▶ [EXERCISE AIM] From the line containing "TARGET: falling water stream" to the end of the records below, output each line exactly; include both ends and nothing else.

▶ [THE RECORDS]
<<<<
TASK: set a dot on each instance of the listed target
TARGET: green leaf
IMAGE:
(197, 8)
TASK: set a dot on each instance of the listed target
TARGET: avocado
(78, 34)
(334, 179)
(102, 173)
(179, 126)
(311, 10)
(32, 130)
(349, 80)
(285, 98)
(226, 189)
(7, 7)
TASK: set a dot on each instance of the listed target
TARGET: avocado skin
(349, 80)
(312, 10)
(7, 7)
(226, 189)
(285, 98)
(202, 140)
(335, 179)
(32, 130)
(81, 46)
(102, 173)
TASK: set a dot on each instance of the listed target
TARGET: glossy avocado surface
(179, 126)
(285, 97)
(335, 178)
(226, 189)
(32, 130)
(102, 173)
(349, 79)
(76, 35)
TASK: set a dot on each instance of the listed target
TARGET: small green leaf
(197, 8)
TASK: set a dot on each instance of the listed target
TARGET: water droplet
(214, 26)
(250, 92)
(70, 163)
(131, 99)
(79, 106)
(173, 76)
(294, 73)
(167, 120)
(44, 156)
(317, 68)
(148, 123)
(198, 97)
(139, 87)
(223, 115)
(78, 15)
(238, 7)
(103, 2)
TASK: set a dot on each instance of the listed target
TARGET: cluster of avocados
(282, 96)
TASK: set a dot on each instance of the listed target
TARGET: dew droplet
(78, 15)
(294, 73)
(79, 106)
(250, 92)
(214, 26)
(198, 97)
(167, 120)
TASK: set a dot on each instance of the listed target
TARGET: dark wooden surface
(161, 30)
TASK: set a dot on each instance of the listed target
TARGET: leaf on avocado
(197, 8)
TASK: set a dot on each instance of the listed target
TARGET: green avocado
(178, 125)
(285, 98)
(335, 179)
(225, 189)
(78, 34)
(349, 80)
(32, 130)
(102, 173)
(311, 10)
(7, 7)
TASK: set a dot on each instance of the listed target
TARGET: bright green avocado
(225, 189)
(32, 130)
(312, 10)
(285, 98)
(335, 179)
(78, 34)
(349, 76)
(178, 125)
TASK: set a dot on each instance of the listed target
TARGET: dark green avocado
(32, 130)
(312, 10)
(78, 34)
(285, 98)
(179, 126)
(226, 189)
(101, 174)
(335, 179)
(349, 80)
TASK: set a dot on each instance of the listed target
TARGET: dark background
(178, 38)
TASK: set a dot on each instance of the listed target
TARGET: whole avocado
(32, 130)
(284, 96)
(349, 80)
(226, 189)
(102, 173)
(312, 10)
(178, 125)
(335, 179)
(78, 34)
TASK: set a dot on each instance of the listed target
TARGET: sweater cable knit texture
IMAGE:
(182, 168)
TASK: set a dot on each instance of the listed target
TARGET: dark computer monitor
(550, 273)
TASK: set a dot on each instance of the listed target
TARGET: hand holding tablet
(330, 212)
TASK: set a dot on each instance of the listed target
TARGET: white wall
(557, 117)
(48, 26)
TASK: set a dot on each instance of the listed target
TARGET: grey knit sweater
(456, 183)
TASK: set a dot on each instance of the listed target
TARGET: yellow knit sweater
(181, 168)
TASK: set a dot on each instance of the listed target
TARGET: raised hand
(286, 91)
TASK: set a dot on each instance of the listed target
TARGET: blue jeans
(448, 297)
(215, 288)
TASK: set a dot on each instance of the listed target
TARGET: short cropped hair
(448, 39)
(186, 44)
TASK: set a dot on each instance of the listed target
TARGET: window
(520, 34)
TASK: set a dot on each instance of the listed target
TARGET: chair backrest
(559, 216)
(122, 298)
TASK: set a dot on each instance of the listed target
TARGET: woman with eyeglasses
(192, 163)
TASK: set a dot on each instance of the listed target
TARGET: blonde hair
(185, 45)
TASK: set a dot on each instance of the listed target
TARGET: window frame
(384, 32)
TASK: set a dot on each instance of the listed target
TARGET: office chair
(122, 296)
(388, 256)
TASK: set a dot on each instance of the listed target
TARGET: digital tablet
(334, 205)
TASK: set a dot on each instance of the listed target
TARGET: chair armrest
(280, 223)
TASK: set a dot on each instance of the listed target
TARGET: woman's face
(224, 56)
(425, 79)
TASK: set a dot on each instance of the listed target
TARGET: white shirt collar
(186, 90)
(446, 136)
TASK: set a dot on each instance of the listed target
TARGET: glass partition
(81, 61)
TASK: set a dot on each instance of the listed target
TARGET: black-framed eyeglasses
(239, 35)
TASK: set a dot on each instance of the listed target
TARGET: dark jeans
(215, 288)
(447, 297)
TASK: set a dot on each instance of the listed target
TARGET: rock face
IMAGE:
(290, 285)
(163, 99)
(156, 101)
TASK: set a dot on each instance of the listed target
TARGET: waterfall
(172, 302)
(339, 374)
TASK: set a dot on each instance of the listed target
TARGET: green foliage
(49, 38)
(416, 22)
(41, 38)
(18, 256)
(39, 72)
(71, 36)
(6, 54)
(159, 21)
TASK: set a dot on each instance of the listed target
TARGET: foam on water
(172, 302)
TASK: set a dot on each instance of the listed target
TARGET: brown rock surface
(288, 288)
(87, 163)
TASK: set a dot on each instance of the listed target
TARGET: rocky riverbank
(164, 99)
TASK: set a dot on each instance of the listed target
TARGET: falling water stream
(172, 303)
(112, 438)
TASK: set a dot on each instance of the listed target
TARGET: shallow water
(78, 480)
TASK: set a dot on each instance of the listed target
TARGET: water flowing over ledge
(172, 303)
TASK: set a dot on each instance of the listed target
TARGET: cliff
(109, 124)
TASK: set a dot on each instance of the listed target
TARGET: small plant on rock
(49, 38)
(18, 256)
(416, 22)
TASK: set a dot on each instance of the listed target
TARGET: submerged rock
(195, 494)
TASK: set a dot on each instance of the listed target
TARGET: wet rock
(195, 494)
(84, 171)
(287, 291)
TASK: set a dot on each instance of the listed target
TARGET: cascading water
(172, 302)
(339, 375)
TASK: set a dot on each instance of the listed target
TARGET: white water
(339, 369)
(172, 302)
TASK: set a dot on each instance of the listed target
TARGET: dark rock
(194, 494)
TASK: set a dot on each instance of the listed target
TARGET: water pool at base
>>>>
▶ [ANSWER FOR THE TASK]
TARGET: falling water stream
(172, 303)
(112, 438)
TASK: set a dot on each instance of the listed target
TARGET: shallow water
(78, 480)
TASK: set a dot on each instance of the listed target
TARGET: water flowing over ledge
(172, 303)
TASK: set a dot on each instance of the listed target
TARGET: cliff
(109, 124)
TASK: set a dot on each instance of the listed target
TARGET: small plant on rock
(49, 38)
(18, 256)
(416, 22)
TASK: set a dot on each instance of the listed target
TARGET: submerged rock
(195, 494)
TASK: set a dot on each instance of the listed target
TARGET: wet rock
(195, 494)
(84, 171)
(287, 291)
TASK: set a dot on each instance of the listed target
TARGET: cascading water
(172, 302)
(339, 375)
TASK: set a dot on each instance of the listed target
TARGET: white water
(339, 369)
(172, 302)
TASK: set a dot on each instance of the listed target
TARGET: dark rock
(194, 494)
TASK: set a dot on each instance of the listed target
TARGET: water pool at base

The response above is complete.